## ACTIVITY
Reproduce word for word every line from the start of the entries through the line containing "box: [219, 199, 228, 204]", including both ends. Leave the pictures out of your answer.

**** AVAILABLE DATA ****

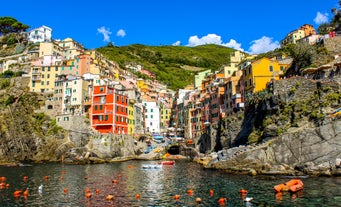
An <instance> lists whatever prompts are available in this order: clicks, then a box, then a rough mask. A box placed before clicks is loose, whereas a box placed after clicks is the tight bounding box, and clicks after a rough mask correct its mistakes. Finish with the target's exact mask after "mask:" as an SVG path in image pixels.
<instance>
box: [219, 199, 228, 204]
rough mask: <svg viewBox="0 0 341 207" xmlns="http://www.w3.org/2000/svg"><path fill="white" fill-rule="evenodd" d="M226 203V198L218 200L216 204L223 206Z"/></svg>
mask: <svg viewBox="0 0 341 207" xmlns="http://www.w3.org/2000/svg"><path fill="white" fill-rule="evenodd" d="M225 202H226V198H219V200H218V203H219V205H224V204H225Z"/></svg>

****

## WRITTEN REPLY
An <instance> lists whatever prompts are available in this order: clicks, then a box, then a rough mask. A box placed before clicks is loose, whereas a box placed after clicks is the tight bounding box, and clicks after a rough mask correct its mistakes. Finish with the target's exact mask after "mask:" as an SVG path in image pixels.
<instance>
box: [219, 199, 228, 204]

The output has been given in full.